→ EXTRAIT
━━━━━━━━━━━━━━━━

Des contraintes de taille en 2024

L’année 2024 est marquée par plusieurs événements majeurs. Outre le calendrier des Jeux olympiques, le passage du Tour de France à Agen a également pesé sur l’organisation des festivités estivales. Pour accueillir cette étape du Tour, la Ville d’Agen a dû débloquer un budget de 115 000 € (sur un coût total de 230 000 €, partagé entre la Ville, le Département et des partenaires privés), mobilisant par ailleurs de nombreux services municipaux. Un effort conséquent qui a justifié la décision de « réduire la voilure » des Fêtes d’Agen, habituellement plus fournies en animations.

Ainsi, cette édition 2024 a été recentrée sur une seule soirée de concert, avec toutefois l’ambition de marquer les esprits en programmant des artistes renommés. Olivia Ruiz et Pascal Obispo, deux figures emblématiques de la chanson française, ont été choisis pour séduire les spectateurs agenais. Cette soirée unique s’est accompagnée d’une formule festive, baptisée « midi-minuit », offrant diverses activités gratuites : des jeux, des démonstrations sportives et des concerts de rue dans plusieurs quartiers de la ville.

Un pari risqué pour la Ville

Ce recentrage de la programmation autour d’une seule soirée payante représentait un pari osé pour la municipalité. Depuis la refonte des Fêtes d’Agen en 2022, un grand changement avait déjà fait débat : le passage d’un festival gratuit à un événement payant. Ce choix stratégique visait à garantir la viabilité économique des festivités, mais a soulevé des interrogations parmi les habitants, habitués au modèle gratuit du Pruneau Show, l’ancien festival de la ville.

━━━━━━━━━━━━━━━━

→ ÉNONCÉ A
Répondez aux questions suivantes d'après l'extrait sur les Fêtes d'Agen :
(i) Quel budget la Ville d'Agen a-t-elle débloqué pour accueillir l'étape du Tour de France ?
(ii) Quel nom a reçu la formule festive accompagnant la soirée unique de concert ?
(iii) Comment s'appelait l'ancien festival gratuit de la ville ?
→ ÉNONCÉ B
Reproduisez à l'identique le passage de l'extrait sur les Fêtes d'Agen allant de « L’année 2024 est » jusqu'à « fournies en animations. ».

→ DONNÉES FOURNIES
━━━━━━━━━━━━━━━━

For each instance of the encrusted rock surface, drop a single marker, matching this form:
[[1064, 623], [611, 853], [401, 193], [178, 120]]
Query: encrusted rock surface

━━━━━━━━━━━━━━━━

→ CORRIGÉ A
(i) 115 000 €
(ii) « midi-minuit »
(iii) Le Pruneau Show

→ CORRIGÉ B
L’année 2024 est marquée par plusieurs événements majeurs. Outre le calendrier des Jeux olympiques, le passage du Tour de France à Agen a également pesé sur l’organisation des festivités estivales. Pour accueillir cette étape du Tour, la Ville d’Agen a dû débloquer un budget de 115 000 € (sur un coût total de 230 000 €, partagé entre la Ville, le Département et des partenaires privés), mobilisant par ailleurs de nombreux services municipaux. Un effort conséquent qui a justifié la décision de « réduire la voilure » des Fêtes d’Agen, habituellement plus fournies en animations.